- **Schriftliche Aufgabe A**
Für wen ist Grischa Asagaroff laut der Opernkritik als Regisseur eingesprungen?
- **Schriftliche Aufgabe B**
Schreiben Sie die Opernkritik im Anschluss an ihren letzten Satz weiter.

Hoffmanns Schaffensrausch in surrealen Traumwelten

Reinmar Wagner, Die Südostschweiz (15.03.2010)

Les Contes d'Hoffmann, 13.03.2010, Zürich

Tonhalle-Chefdirigent David Zinman dirigierte am Samstag zum ersten Mal im Zürcher Opernhaus: Die Premiere von Offenbachs Oper «Les Contes d'Hoffmann» litt unter der Erkrankung von Elena Mosuc, die gleich dreifach ersetzt wurde.

Sie wollte die grosse Herausforderung meistern, Elena Mosuc, und in Offenbachs «Hoffmann» alle drei weiblichen Hauptrollen singen. Am Ende jedoch sang sie am Samstagabend im Zürcher Opernhaus gar nicht, sondern mimte wegen einer Entzündung der Stimmbänder die Figuren nur, während Einspringerinnen von der Seitenbühne die Partien aus den Noten sangen: Bravourös war Sen Guo, die Chinesin im Zürcher Ensemble, mit so quirligen Koloraturen, als hätte sie die Olympia seit Wochen ununterbrochen geübt. Durchschnittlich blieben die anderen beiden, Raffaela Angeletti als Antonia und Riki Guy als Giulietta, beide mit einigen Schärfen in den Höhen und den zu erwartenden Koordinationsproblemen vor allem in den Duetten.

Darstellerische Defizite

Für Mosuc selbst blieb das, was sie üblicherweise am wenigsten gut kann: Schauspielen. Und der Abend zeigte, dass das sonst nicht daran gelegen hatte, dass sie vom Singen derart absorbiert gewesen wäre. Ihre Darstellung der Roboterpuppe Olympia war ganz ansehnlich, Antonia blieb blass, und die verführerische Kurtisane Giulietta nahm man ihr schlicht nicht ab.

Daran hatte offenbar auch Regisseur Grischa Asagaroff wenig ändern können. Seinerseits war er nicht unter idealen Bedingungen in die Produktion gestossen, sondern für Thomas Langhoff eingesprungen, der endlich seinen Regie-Einstand in Zürich hätte geben sollen, aber kurz vor Probenbeginn ebenfalls aus gesundheitlichen Gründen absagen musste. Da standen natürlich die Bühnenbilder längst, die Kostüme waren in Arbeit. Asagaroff blieb die Aufgabe, die Figuren in ein fertiges Konzept zu stellen; ein Konzept, das die Episodenoper von Jacques Offenbach (1819-1880) sehr schlüssig als Schaffensrausch des Dichtergenies Hoffmann sieht, der - durch exzessiven Alkoholkonsum zusätzlich befördert - zu Träumereien und Halluzinationen bis zum Delirium führt. Das befreit nicht nur die Figuren, gibt zum Beispiel den Bösewichten ungeniert diabolisches Profil, was wiederum Laurent Naouri sängerisch wie darstellerisch prächtig auszuspielen wusste.

- **Datenteil**
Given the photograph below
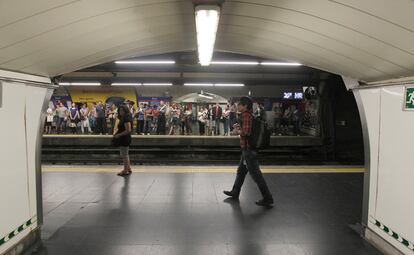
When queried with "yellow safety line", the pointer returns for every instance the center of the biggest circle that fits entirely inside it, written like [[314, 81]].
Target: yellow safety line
[[201, 169]]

- **Antwort zur Aufgabe A**
Für Thomas Langhoff.

- **Antwort zur Aufgabe B**
Die reale Rahmenhandlung spielt in einer Bar neben dem Theater, wo Hoffmann an seinen Stücken schreibt und die Figuren rund um ihn herum mit in seine Fantasien hineinreisst: Die Wände der Bar werden beiseite geschoben, und die Zuschauer finden sich wieder in traumhaft schönen Bühnenbildern von Bernhard Kleber. Diese wirken so stark für sich selber, dass die eher statischen Tableaus, die Asagaroff darin anrichtet, sehr passend erscheinen. Wo der Regisseur die Personenführung intensiviert, sind es vor allem komödiantische Einschläge, die im schwebenden Ambiente dieser surrealen Welten zusätzlich für Leichtigkeit sorgen.

Beeindruckendes Rollendebüt

Schwerelos leicht wirkte auch Vittorio Grigolo, der ein starkes Rollendebüt in der Titelrolle gibt - ein Energiebündel, das sich kaum bändigen zu lassen scheint. Mit dieser verspielten, verzaubernden Art gewinnt der italienische Tenor das Publikum sofort, zumal er sich sängerisch ebenfalls von der grosszügigen Seite zeigt. Er kann es sich leisten, seine Stimme folgt ihm in erstaunlicher Weise in seine Eskapaden. Kaum eine Phrase, die er nicht mit überraschenden Akzenten, Wendungen, plötzlichen Wechseln in Tempo und Dynamik garnierte - ein souveränes Spiel mit den Möglichkeiten von Stimme und Partie, das ungemein erfrischend und sympathisch wirkt.

Ein besonderes Debüt feierte auch der Dirigent: David Zinman, seit elf Jahren Chefdirigent des Tonhalle-Orchesters, stand zum ersten Mal auf der anderen Seite der Limmat am Pult. Einige Opernerfahrung bringt er mit, und er hielt auch in dieser wahrlich nicht einfachen Premiere die Fäden in der Regel souverän - in durchwegs zügigen Tempi - in der Hand. Er nahm Offenbachs romantische Orchestersprache nicht zum Anlass für üppige Klangtableaus, sondern las die Partitur sehr differenziert und durchsichtig, betonte immer gerne die Bläserfarben und blieb dynamisch stets aufmerksam.